### To be done
Rewrite the records from the beginning through the line containing "[[[123,127],[125,129],[136,129],[136,117],[123,117]]]", inclusive, replacing "warning sticker" with "caution label" and changing nothing else. Leave the pictures out of your answer.

### Information supplied
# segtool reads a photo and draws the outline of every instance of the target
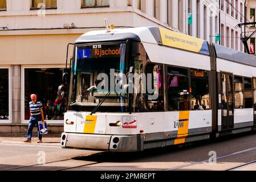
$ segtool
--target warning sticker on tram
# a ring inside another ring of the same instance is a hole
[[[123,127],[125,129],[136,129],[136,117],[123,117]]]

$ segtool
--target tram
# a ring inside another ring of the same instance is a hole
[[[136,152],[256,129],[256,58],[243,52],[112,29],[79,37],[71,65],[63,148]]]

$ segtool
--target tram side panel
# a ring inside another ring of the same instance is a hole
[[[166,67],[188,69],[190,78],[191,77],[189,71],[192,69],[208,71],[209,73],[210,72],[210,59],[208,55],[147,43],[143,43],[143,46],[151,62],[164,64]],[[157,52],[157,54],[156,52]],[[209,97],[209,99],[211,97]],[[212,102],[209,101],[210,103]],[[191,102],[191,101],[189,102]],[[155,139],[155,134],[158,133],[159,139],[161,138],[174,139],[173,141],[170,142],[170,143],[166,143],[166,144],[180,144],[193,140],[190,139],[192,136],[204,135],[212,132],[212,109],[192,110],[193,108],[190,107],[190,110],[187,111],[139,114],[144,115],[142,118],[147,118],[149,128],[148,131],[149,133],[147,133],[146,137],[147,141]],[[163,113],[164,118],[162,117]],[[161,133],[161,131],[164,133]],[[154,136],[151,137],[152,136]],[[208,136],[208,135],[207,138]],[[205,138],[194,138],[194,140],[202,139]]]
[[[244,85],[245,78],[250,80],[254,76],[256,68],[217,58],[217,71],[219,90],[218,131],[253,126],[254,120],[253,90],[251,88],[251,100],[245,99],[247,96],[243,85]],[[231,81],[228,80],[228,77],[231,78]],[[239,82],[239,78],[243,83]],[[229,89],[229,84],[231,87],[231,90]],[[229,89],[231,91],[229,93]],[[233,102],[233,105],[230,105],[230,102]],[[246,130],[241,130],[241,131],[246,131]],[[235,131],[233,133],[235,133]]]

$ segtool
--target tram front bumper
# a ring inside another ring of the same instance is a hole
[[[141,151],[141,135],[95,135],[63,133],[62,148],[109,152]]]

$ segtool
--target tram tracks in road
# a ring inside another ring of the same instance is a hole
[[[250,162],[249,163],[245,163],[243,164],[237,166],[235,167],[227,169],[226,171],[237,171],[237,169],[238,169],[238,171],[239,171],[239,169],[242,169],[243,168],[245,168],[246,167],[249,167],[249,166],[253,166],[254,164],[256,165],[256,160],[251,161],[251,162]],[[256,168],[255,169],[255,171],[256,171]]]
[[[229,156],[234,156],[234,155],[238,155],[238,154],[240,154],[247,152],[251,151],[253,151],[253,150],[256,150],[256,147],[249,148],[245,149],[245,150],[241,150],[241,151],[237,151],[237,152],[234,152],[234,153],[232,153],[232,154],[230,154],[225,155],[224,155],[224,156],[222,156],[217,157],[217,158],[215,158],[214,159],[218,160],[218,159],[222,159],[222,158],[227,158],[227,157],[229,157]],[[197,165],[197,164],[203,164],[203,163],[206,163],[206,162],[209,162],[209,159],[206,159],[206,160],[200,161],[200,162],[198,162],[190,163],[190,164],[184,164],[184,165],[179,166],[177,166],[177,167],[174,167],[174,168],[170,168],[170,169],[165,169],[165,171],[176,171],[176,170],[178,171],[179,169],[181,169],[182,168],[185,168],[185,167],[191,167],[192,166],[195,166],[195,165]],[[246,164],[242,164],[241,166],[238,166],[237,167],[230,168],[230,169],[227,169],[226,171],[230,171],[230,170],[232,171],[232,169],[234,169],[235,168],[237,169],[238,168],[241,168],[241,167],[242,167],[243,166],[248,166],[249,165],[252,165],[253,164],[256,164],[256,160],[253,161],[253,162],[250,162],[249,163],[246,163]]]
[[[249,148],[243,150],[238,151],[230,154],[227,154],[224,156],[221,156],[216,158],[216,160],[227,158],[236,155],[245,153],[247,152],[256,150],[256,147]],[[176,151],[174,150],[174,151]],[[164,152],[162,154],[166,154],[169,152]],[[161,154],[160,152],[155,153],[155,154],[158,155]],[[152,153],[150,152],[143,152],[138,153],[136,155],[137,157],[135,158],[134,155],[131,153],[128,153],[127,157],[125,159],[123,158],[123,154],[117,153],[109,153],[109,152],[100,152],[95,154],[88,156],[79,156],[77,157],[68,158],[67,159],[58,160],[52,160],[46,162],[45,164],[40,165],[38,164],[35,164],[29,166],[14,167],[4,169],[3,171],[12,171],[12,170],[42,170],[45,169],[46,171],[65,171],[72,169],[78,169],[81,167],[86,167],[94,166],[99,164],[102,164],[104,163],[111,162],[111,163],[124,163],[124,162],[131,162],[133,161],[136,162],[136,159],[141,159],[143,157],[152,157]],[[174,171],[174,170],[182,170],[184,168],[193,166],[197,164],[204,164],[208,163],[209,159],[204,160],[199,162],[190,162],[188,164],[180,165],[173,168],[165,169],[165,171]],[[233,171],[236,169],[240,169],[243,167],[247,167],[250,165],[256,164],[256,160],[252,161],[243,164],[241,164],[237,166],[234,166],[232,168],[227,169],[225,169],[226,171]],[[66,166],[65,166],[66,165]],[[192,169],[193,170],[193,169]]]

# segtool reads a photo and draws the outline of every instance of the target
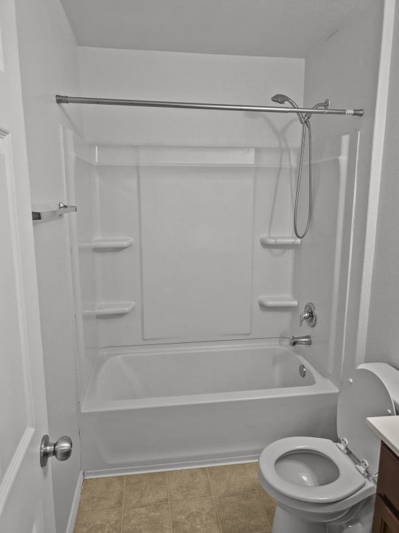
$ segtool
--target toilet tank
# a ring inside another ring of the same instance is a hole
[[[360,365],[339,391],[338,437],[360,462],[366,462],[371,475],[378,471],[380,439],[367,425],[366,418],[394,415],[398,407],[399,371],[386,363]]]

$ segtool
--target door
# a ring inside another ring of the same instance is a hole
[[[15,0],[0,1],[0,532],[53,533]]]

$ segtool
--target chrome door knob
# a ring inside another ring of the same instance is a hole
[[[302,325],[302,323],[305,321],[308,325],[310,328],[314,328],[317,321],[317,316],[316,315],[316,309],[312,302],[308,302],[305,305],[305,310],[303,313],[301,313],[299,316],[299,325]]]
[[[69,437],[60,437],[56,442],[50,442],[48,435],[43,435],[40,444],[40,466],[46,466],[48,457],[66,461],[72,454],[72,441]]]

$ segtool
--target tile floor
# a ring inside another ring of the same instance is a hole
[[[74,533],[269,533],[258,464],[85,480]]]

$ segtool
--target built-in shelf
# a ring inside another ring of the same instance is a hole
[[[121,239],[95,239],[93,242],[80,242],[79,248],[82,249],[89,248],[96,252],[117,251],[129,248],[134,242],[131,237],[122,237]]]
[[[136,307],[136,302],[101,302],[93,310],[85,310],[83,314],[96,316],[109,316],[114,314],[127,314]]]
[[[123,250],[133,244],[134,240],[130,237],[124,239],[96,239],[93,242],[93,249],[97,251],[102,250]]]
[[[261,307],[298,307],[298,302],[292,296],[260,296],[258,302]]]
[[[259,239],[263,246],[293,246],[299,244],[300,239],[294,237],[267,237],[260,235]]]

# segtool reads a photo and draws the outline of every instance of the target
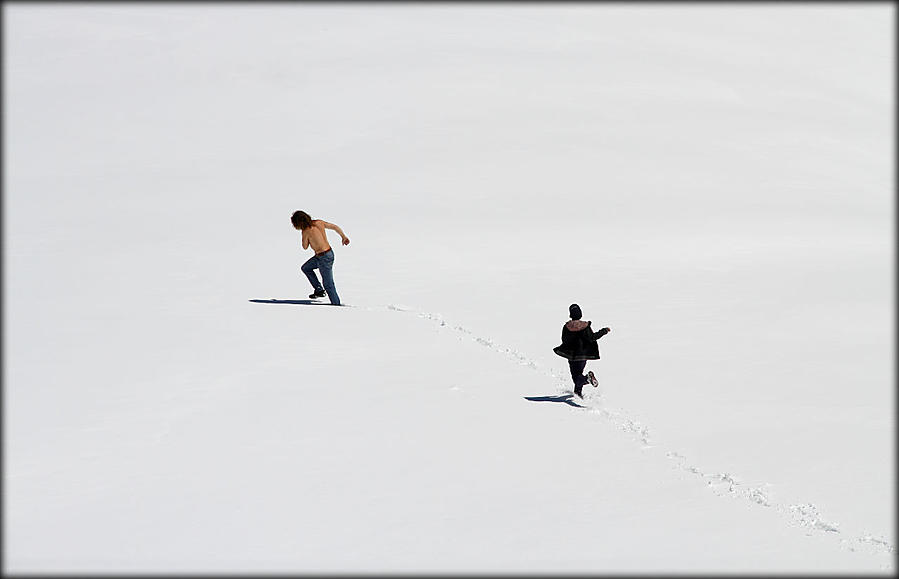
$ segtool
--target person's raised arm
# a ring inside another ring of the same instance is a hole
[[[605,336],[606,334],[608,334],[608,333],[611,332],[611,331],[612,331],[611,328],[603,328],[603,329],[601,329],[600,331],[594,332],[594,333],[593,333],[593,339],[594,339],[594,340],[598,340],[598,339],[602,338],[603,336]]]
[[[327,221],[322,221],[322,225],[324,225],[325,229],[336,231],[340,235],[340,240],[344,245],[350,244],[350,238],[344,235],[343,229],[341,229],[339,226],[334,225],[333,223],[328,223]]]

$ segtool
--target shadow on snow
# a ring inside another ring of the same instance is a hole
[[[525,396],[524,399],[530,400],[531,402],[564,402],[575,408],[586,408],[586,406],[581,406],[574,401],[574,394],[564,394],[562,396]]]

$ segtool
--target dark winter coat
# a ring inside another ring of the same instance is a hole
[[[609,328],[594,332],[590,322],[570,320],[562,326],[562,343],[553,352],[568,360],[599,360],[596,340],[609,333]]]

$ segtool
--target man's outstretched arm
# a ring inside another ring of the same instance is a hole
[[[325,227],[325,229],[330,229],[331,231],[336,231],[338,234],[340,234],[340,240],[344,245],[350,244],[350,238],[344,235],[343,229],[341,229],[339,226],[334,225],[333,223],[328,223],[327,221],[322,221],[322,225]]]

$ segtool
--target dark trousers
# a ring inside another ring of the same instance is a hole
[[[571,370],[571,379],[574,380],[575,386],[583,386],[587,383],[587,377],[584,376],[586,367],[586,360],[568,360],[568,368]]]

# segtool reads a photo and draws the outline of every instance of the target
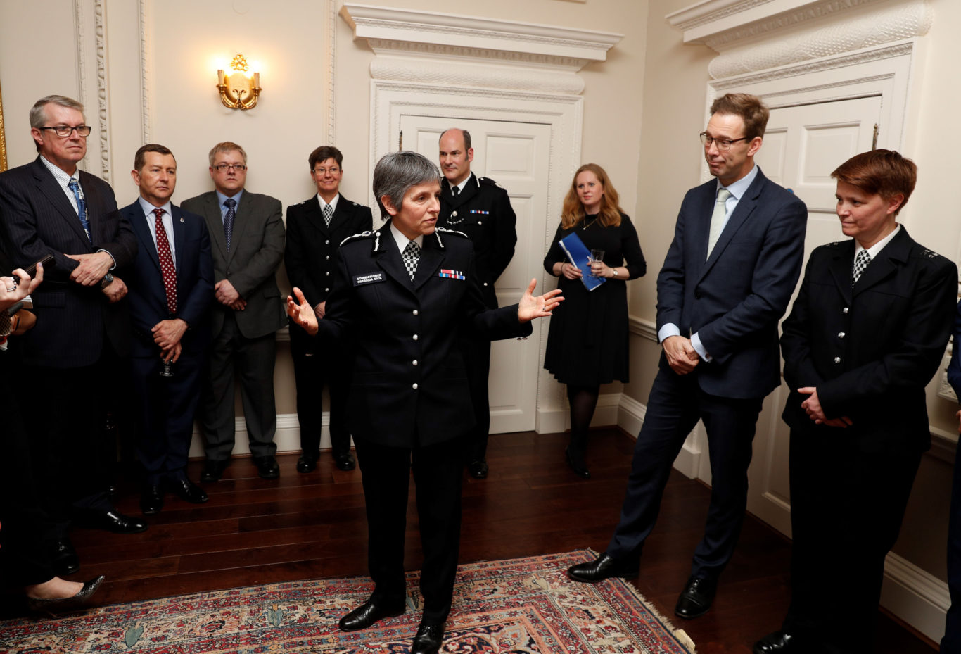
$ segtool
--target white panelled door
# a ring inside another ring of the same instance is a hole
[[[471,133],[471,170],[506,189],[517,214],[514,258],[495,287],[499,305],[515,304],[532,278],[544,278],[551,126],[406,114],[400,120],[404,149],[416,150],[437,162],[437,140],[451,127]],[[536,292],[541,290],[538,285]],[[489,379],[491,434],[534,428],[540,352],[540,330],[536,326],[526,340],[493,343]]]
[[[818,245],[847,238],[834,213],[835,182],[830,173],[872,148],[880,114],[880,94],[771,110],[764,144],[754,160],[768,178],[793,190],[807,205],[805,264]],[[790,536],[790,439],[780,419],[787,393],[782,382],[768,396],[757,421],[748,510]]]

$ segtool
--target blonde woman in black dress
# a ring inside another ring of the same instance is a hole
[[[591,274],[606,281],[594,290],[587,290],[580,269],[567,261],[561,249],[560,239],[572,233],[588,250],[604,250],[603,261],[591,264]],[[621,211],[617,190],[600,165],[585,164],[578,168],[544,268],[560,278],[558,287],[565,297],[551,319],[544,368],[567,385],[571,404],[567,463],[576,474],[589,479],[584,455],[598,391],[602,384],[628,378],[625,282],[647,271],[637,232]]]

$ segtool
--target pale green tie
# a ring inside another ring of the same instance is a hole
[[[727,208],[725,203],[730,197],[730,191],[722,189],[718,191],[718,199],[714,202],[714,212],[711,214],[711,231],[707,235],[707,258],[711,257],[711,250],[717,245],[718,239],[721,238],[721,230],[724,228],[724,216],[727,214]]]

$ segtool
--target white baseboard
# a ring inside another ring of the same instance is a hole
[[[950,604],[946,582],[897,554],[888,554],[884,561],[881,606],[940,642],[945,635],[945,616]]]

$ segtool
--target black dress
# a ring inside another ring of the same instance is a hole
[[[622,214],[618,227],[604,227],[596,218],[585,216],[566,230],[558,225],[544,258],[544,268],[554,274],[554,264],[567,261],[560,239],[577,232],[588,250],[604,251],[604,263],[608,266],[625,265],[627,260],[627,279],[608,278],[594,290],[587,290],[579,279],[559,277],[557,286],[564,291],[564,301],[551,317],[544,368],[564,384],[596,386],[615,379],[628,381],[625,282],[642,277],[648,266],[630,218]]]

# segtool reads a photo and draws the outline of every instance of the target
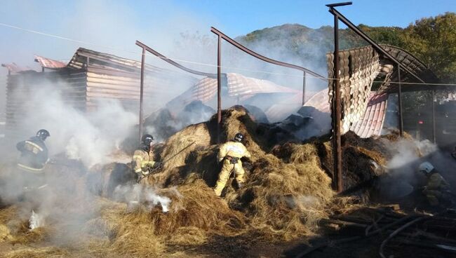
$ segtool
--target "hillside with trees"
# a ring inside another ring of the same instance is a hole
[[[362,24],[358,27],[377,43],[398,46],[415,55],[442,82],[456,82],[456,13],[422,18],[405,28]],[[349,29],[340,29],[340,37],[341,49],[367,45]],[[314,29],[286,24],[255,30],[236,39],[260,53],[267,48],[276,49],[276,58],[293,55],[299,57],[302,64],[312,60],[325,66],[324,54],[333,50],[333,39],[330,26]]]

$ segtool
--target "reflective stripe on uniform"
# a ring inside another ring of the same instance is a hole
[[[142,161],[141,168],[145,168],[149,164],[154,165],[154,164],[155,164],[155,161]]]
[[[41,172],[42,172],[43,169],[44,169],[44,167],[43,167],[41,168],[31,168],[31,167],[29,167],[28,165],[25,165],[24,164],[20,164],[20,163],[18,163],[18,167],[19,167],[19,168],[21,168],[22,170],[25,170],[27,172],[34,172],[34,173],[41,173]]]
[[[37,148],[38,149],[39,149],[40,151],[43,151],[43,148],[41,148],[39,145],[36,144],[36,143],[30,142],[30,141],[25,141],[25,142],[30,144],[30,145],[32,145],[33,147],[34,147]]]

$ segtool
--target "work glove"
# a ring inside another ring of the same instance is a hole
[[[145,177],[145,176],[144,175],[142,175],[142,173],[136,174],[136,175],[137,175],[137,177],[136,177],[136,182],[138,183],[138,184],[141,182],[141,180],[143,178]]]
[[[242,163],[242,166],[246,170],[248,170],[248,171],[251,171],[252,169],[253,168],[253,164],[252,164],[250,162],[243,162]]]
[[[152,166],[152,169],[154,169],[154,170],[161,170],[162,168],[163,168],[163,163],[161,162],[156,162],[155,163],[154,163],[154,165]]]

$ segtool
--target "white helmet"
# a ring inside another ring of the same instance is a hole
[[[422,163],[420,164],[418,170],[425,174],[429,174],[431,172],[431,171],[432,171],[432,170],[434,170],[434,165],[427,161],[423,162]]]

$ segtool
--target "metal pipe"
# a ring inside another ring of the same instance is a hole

### Result for this task
# segtool reads a photo and draws the outline of every instance of the target
$ segtool
--target caution label on tram
# a ring inside another ring of the same instance is a hole
[[[123,127],[125,129],[136,129],[136,117],[123,117]]]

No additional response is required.